## MATERIAL SUPPLIED

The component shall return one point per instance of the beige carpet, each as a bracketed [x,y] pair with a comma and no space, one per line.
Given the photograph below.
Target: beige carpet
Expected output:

==

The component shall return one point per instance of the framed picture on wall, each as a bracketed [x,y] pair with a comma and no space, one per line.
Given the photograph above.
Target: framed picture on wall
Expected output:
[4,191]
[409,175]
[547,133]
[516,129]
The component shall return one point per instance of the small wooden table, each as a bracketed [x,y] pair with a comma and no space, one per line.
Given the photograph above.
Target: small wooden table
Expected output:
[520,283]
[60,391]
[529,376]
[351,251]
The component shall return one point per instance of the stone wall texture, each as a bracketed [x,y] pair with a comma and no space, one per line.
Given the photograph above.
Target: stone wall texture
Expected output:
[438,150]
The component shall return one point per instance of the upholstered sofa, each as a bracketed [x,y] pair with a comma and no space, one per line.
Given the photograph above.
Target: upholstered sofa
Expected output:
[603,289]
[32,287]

## EXERCISE INSTRUCTIONS
Identify the lines of the data that contain the word "framed". Copy each of them.

## RESPONSE AREA
The component shall return one point per instance of the framed picture on wall, each as a bracketed [x,y] pair with a comma and no space, one per line.
Target: framed picture on wall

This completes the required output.